[TASK REQUIREMENTS]:
Please make an exact transcription of all the data that follows.

[DATA SUPPLIED]:
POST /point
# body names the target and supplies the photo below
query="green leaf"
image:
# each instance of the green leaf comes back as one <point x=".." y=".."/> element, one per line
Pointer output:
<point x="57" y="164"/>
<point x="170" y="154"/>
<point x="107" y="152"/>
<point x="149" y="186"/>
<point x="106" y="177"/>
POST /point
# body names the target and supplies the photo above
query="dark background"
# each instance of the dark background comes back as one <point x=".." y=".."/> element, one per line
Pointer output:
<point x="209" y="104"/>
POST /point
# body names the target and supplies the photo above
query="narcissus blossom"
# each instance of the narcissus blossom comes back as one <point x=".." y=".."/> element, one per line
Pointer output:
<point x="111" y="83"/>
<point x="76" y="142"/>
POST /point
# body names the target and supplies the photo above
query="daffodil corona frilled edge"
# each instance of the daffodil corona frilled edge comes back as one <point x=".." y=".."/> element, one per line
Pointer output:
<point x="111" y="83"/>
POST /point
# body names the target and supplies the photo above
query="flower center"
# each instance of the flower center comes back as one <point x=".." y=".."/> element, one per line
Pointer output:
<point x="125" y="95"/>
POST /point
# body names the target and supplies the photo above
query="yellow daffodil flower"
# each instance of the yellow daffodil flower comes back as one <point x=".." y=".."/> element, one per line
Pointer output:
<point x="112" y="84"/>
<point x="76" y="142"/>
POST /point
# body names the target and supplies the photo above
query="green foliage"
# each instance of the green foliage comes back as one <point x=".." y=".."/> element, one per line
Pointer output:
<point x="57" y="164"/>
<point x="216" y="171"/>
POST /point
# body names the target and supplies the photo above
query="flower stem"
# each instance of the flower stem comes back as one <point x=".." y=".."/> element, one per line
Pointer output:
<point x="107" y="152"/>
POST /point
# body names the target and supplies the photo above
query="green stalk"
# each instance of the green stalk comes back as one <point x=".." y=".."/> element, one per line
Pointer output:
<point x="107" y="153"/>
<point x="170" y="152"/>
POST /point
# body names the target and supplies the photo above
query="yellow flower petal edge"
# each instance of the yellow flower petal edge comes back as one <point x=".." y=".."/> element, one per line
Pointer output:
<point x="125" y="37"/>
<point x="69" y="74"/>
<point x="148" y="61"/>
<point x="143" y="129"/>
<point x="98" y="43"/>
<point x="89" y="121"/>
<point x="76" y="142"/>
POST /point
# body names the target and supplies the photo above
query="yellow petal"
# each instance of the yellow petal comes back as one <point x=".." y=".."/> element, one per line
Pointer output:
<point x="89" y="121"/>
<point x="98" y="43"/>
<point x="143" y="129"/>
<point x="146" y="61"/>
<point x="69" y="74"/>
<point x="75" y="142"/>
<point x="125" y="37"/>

[TASK RESULT]:
POST /point
# body names the target and supplies the photo below
query="green leaf"
image:
# each instance of the green leaf comes back as one <point x=".." y=".."/> element, one per line
Pointer output:
<point x="57" y="164"/>
<point x="170" y="154"/>
<point x="107" y="152"/>
<point x="149" y="186"/>
<point x="106" y="177"/>
POST /point
# body names the target and supplies the photo above
query="dark background"
# each instance of the dark background comes back as one <point x=".." y=".."/> element, one per line
Pointer output:
<point x="209" y="104"/>
POST /point
# body names the target and supplies the photo above
query="narcissus blossom"
# each instance of the narcissus blossom comes back as one <point x=".." y=".."/> element, one per line
Pointer output:
<point x="111" y="83"/>
<point x="76" y="142"/>
POST /point
# body names the target and supplies the photo above
query="daffodil corona frilled edge"
# each instance of the daffodil corona frilled edge comes back as one <point x=".." y=".."/> element, one per line
Pointer output:
<point x="111" y="83"/>
POST /point
# body names the target and supplies the photo above
query="flower center"
# each instance of the flower center comes back as one <point x=".." y=".."/> element, one per line
Pointer output:
<point x="125" y="95"/>
POST /point
# body names the target and supplies the photo above
query="yellow daffodil flower"
# each instance of the yellow daffodil flower comes back as one <point x=".." y=".."/> element, one per line
Pointer output:
<point x="112" y="84"/>
<point x="76" y="142"/>
POST /point
# body names the target and supplies the photo above
query="green foliage"
# each instance of the green foliage comes back as one <point x=".." y=".."/> element, one per line
Pointer output:
<point x="57" y="164"/>
<point x="216" y="171"/>
POST /point
# body names the target and supplies the photo above
query="flower stem"
# each instance of the flower stem comes back as one <point x=".." y=".."/> element, one per line
Pointer output:
<point x="107" y="152"/>
POST /point
# body names the target and supplies the photo above
query="green stalk"
# each instance of the green stalk comes back as one <point x=".." y=".."/> element, one per line
Pointer output:
<point x="107" y="153"/>
<point x="170" y="152"/>
POST /point
# body names the target and supplies the photo above
query="yellow flower petal edge"
# each instance of the yellow flower petal edge comes back as one <point x=".." y=".."/> element, one per line
Pointer output:
<point x="125" y="37"/>
<point x="69" y="74"/>
<point x="148" y="61"/>
<point x="143" y="129"/>
<point x="98" y="43"/>
<point x="89" y="121"/>
<point x="76" y="142"/>
POST /point
# body names the target and supplies the photo above
query="yellow petal"
# each instance of the yellow petal comes back as one <point x=".." y=".."/> element, one per line
Pointer output:
<point x="89" y="121"/>
<point x="98" y="43"/>
<point x="143" y="129"/>
<point x="146" y="61"/>
<point x="69" y="74"/>
<point x="75" y="142"/>
<point x="125" y="37"/>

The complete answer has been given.